You mean Cory and Keisa? Yeah, them.
You don't even know my friends' names? I-I do.
Cory, Keisa, and Fred, the one who died last year.
Fred was my turtle.
Oh.
I thought he was one of your buddies from school.
And you didn't say anything for a whole year? Ugh! There you two are.
Just in time.
Guess what.
Your mother caught us dinner.
Since you took Dean with you, I decided to take your mother fishing with me.
You know, I had never gone fishing with your father in all these years.
It felt so peaceful.
Like everything was normal.
It was good to see them laughing again.
I guess Mama needed Daddy's fishing trip as much as I did.
Hope you're hungry.
What? I am very proud of this catch.
Aren't you supposed to use that to catch bigger fish? It ain't nothing but eyes and a tail.
Stop it, you two.
Mind your manners.
-Hmm! -Now, Kim, go get the tiny plates from your dollhouse so we can eat this thing.
Just as Kim had shown me that some relationships aren't worth fighting for, Mama and Daddy were showing me the kind that is, whether it's a family relationship or a relationship that's mattered to you since second grade.
I'm sorry I got so jealous.
I'm sorry I acted like a jerk and embarrassed you in front of the whole history class.
-Listen, Dean -You have to accept my apology.
This relationship is worth fighting for, even if that means I have to pretend to be happy for you and Keisa, even if Keisa said she doesn't like me.
She doesn't? She said she only kissed me because she was so upset about Dr.
King.
I really thought she liked me, man.
Well, now I know how you felt.
I'm sorry.
When I saw how sad and confused Cory looked, I didn't feel so bad about how I'd been acting the last few days.
At 12, guys aren't supposed to know how to deal with that kind of emotion.
Hell, I don't know if we ever know.
Hey, you busy after school? Yep, just two guys fishing, content not to have all the answers.
-Dean, this is boring.
-I know.
For some reason, it just seems to work when my dad does it.
Daddy didn't tell me that you can't force moments like the one we had earlier.
Unfortunately, he also didn't tell me that he didn't technically have permission to fish on Old Man Seagram's lake.
Hey! What are you kids doing here?! -Run! -I'll skin your teeth! Gladys! It's those Williamses again! First the pappy, then the mama.
with some other boy that looks high! Get my rock salt!

- **Description of the task**:
Return the passage of the dialogue starting at "At 12, guys" and ending at "this is boring.", copied word for word. The records that follow the dialogue come from a separate source.

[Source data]
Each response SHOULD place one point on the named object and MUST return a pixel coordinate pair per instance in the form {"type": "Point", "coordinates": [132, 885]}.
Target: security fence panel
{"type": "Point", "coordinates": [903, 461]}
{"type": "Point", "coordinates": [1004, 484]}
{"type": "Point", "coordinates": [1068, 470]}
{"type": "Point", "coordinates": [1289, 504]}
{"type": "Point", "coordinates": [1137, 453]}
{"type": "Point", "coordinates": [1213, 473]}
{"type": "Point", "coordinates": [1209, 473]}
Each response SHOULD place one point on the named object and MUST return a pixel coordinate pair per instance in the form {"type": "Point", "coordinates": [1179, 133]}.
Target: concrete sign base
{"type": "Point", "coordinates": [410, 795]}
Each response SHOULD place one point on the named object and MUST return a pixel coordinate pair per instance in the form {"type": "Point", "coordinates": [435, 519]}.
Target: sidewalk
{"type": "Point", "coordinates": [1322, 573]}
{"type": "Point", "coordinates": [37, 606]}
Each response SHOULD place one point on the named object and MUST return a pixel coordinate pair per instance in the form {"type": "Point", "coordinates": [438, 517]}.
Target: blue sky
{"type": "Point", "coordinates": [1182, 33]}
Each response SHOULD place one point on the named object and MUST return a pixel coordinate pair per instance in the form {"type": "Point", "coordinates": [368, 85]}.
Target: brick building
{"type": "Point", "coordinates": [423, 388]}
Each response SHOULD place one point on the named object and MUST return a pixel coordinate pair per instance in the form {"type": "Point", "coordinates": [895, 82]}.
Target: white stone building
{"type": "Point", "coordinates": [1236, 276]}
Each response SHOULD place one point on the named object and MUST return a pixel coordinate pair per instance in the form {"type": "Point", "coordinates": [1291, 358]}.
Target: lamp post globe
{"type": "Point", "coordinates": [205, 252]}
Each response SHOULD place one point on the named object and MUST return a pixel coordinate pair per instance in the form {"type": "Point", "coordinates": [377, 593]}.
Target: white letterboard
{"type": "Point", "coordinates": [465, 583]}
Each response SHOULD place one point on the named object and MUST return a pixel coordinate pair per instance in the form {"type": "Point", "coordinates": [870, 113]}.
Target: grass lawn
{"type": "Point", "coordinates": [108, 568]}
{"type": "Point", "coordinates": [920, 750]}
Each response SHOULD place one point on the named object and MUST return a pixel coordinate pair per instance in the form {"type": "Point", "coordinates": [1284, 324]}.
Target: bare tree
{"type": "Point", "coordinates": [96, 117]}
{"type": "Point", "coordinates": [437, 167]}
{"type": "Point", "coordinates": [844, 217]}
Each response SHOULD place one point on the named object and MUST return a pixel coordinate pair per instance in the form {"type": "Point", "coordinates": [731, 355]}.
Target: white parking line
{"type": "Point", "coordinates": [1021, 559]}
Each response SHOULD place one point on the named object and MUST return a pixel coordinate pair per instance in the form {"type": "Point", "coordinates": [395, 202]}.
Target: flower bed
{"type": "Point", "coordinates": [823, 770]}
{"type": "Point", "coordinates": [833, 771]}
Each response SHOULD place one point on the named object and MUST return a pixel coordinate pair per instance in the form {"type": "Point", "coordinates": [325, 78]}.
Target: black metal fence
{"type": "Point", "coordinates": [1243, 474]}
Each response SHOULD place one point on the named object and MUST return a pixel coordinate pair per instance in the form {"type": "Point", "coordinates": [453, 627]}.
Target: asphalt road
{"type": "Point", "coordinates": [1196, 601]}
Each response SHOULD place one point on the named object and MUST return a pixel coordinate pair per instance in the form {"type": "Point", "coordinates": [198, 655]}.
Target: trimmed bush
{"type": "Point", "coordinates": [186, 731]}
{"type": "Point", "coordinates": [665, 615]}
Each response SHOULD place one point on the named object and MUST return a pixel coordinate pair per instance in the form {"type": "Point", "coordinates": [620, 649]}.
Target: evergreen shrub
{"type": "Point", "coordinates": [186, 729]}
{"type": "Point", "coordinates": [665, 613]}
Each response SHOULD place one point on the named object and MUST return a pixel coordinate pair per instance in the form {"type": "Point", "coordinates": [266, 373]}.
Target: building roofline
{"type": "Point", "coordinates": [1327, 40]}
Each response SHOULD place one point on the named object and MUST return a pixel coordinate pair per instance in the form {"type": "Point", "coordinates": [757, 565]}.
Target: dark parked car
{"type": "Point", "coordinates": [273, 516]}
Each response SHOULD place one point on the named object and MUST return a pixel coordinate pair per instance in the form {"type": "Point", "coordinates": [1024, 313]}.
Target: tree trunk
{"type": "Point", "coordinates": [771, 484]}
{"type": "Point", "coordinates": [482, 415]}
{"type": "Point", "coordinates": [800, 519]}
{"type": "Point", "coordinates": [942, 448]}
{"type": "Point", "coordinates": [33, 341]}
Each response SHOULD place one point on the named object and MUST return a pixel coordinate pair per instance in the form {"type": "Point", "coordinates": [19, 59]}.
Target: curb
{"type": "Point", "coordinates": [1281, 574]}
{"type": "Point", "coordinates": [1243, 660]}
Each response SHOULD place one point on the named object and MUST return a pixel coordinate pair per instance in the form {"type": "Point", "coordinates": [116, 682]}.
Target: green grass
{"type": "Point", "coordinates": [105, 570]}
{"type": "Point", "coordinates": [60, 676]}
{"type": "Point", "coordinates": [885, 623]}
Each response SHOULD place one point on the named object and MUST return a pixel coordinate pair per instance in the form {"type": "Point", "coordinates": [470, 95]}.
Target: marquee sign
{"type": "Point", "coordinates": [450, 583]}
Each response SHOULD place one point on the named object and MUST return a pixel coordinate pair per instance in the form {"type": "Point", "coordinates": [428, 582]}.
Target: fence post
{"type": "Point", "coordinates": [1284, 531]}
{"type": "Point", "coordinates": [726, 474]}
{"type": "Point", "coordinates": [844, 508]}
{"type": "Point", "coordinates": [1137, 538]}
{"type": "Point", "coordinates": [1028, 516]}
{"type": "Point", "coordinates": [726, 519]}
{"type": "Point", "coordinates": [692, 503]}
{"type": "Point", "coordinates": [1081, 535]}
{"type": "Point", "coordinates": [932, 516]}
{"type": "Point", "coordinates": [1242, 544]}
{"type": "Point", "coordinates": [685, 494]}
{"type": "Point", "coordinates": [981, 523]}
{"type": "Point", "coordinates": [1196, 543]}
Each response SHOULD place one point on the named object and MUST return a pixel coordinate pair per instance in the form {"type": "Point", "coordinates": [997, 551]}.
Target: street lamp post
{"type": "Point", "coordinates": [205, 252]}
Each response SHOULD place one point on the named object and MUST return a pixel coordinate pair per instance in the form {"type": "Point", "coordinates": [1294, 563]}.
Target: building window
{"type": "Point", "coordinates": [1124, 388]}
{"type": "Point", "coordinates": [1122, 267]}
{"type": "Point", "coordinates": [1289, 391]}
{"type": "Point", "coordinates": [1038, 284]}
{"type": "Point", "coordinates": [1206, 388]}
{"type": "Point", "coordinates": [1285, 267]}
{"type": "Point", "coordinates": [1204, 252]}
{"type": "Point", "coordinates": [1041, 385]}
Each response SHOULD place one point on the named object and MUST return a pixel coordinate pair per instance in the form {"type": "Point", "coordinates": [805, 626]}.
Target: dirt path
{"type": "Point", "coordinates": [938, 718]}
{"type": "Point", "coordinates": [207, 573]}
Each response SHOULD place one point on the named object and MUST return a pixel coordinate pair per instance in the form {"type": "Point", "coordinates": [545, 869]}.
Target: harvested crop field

- **Written answer**:
At 12, guys aren't supposed to know how to deal with that kind of emotion.
Hell, I don't know if we ever know.
Hey, you busy after school? Yep, just two guys fishing, content not to have all the answers.
-Dean, this is boring.